• [TASK PROMPT]
Please rewrite the lines of the records below, from the line containing "Detection annotation — mark the seated" through the end of the records, as a Markdown table with the columns "Row" and "Text", one numbered row per line, leaving out any blank lines.

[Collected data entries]

>> START

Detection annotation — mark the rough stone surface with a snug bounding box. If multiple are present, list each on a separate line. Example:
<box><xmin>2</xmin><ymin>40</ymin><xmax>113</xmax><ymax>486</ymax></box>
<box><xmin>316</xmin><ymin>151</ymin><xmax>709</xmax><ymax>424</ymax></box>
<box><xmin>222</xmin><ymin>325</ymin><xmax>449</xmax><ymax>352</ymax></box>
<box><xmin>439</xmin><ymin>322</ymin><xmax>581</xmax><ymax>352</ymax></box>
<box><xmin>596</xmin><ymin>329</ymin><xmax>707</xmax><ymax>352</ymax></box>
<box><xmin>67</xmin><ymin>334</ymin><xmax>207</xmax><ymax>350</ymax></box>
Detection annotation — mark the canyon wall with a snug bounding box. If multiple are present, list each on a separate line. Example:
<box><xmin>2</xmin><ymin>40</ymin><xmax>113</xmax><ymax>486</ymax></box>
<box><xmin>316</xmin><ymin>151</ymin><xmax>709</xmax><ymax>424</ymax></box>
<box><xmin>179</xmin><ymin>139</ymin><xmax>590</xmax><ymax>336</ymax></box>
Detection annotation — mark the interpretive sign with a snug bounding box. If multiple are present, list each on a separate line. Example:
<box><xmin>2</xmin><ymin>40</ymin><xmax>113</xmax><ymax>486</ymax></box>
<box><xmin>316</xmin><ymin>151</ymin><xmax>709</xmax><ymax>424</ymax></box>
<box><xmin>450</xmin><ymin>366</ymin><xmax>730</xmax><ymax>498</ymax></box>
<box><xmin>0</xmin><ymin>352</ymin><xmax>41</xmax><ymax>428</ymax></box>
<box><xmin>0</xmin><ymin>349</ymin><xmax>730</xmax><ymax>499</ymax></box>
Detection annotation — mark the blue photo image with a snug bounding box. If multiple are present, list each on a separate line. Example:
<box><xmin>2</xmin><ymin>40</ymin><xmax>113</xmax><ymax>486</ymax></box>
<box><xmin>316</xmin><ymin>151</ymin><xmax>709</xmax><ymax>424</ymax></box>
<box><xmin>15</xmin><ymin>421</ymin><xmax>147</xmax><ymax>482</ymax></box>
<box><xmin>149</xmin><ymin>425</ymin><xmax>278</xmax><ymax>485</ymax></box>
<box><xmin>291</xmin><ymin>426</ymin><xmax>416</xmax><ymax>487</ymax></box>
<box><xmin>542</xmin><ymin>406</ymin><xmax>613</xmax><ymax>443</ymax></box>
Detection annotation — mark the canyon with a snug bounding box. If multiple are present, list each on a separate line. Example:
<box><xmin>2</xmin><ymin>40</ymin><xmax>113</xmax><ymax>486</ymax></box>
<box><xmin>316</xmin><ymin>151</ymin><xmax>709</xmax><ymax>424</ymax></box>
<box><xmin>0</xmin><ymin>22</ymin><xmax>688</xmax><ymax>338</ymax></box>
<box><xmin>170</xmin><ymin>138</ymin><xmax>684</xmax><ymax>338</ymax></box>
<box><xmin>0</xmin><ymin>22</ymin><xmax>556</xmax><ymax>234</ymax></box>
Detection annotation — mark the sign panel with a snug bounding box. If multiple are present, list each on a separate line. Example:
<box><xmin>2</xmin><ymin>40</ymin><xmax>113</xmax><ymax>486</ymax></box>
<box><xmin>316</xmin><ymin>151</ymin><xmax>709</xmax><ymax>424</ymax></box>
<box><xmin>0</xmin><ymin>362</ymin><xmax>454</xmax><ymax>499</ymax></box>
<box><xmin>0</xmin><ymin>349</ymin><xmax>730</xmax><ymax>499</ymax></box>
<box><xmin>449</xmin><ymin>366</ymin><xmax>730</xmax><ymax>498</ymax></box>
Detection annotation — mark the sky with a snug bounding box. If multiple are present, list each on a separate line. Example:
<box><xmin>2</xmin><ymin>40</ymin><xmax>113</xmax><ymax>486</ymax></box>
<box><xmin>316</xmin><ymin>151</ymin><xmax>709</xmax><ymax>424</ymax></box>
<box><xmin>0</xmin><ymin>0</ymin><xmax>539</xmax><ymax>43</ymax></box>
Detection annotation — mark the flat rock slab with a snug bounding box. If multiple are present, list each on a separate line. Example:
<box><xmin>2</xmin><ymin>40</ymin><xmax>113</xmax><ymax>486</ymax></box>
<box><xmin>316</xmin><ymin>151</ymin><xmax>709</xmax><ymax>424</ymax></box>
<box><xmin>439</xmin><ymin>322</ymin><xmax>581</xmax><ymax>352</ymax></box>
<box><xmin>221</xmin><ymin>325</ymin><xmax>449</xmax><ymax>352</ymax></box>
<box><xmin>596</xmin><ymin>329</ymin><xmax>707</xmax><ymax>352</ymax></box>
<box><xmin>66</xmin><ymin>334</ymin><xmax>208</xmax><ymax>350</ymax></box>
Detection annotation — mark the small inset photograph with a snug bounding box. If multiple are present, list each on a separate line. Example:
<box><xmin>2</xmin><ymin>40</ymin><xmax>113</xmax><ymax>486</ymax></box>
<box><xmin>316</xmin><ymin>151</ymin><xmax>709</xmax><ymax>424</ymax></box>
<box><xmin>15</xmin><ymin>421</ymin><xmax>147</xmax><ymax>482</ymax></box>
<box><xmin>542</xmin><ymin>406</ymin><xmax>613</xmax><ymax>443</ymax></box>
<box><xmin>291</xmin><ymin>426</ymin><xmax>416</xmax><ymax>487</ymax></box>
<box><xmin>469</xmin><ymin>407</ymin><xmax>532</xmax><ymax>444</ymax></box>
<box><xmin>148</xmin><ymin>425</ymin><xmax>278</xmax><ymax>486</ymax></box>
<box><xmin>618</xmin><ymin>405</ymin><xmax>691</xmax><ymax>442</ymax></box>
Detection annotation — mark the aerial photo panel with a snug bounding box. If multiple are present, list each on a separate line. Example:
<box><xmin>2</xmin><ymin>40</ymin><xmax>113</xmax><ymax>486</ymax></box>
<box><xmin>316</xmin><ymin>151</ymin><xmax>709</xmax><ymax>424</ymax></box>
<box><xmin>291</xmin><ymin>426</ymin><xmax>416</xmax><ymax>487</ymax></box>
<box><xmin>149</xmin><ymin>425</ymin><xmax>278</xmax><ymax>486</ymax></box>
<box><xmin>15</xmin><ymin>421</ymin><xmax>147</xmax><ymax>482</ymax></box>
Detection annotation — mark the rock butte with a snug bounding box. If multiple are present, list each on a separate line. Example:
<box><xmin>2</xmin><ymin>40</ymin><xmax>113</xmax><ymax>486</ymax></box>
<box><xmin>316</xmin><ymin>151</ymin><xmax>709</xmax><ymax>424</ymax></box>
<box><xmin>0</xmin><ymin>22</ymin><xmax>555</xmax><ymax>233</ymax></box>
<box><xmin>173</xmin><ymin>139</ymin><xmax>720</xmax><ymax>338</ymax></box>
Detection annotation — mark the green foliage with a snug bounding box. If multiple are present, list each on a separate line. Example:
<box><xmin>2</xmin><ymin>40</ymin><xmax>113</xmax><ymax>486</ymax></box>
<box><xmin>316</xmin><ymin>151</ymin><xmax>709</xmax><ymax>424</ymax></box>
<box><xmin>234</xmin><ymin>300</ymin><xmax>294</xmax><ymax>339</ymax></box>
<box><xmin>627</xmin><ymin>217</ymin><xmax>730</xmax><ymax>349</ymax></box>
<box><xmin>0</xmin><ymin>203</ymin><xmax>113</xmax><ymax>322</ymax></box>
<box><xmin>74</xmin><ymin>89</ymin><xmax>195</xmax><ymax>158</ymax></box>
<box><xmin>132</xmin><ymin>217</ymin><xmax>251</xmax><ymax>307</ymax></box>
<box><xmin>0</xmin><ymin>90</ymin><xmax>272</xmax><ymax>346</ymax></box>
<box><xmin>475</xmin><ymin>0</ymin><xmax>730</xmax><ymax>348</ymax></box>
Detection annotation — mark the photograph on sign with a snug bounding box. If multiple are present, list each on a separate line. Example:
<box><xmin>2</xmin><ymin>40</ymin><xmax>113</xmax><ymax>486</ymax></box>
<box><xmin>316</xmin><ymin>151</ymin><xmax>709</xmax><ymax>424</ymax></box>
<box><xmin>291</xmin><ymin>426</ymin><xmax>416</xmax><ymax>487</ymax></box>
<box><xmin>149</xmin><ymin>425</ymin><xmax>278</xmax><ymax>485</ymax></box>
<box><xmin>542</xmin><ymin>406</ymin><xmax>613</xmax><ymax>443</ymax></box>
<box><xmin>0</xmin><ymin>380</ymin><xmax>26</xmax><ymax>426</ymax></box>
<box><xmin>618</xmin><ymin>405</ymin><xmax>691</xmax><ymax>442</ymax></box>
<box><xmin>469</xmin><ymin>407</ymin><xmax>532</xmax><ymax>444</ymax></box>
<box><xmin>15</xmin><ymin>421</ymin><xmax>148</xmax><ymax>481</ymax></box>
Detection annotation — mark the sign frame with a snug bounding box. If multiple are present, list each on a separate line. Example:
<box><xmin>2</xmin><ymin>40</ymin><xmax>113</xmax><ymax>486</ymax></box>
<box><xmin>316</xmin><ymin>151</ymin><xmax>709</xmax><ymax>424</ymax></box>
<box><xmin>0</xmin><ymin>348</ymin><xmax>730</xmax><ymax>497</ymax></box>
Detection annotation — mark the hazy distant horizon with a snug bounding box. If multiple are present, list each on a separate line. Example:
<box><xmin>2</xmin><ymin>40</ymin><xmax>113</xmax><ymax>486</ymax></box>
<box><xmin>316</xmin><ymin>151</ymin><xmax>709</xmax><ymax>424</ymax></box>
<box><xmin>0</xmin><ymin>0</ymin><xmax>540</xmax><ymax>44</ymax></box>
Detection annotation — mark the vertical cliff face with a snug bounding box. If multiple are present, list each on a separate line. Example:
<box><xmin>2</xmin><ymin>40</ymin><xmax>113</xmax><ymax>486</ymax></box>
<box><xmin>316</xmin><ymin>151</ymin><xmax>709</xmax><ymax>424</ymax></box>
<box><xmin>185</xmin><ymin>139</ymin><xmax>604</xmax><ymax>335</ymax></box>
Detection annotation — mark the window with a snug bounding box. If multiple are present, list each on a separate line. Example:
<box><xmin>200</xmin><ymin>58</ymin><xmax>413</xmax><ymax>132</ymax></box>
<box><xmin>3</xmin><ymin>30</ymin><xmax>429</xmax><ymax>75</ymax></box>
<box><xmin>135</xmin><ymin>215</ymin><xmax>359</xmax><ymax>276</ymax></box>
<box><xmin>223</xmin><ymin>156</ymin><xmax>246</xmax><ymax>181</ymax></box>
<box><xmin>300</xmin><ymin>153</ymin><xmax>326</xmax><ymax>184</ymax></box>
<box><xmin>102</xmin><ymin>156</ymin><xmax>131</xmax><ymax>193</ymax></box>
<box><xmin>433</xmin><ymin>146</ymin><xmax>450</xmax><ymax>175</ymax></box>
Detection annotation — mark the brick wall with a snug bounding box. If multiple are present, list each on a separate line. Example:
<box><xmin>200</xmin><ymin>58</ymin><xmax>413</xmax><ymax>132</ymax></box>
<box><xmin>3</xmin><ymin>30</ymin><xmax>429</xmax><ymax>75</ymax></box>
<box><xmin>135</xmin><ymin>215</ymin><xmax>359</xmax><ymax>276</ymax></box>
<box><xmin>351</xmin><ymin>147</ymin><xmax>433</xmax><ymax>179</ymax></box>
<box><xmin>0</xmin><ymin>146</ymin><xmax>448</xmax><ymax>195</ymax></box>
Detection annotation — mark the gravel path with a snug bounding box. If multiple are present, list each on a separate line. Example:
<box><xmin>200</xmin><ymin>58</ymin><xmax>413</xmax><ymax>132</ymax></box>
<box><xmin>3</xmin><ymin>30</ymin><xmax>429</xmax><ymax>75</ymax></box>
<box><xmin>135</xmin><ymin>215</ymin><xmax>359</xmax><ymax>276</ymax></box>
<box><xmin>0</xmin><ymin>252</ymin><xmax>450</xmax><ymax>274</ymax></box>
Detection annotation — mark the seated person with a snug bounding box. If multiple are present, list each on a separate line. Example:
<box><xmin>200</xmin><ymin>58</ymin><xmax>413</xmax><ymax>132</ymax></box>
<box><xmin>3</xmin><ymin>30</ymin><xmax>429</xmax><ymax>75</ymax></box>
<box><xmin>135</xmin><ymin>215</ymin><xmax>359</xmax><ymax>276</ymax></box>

>> END

• [FINAL RESULT]
| Row | Text |
|---|---|
| 1 | Detection annotation — mark the seated person with a snug bounding box. If multiple are present, list each on a separate line. Example: |
| 2 | <box><xmin>200</xmin><ymin>58</ymin><xmax>413</xmax><ymax>132</ymax></box> |
| 3 | <box><xmin>3</xmin><ymin>30</ymin><xmax>429</xmax><ymax>75</ymax></box> |
| 4 | <box><xmin>135</xmin><ymin>215</ymin><xmax>359</xmax><ymax>276</ymax></box> |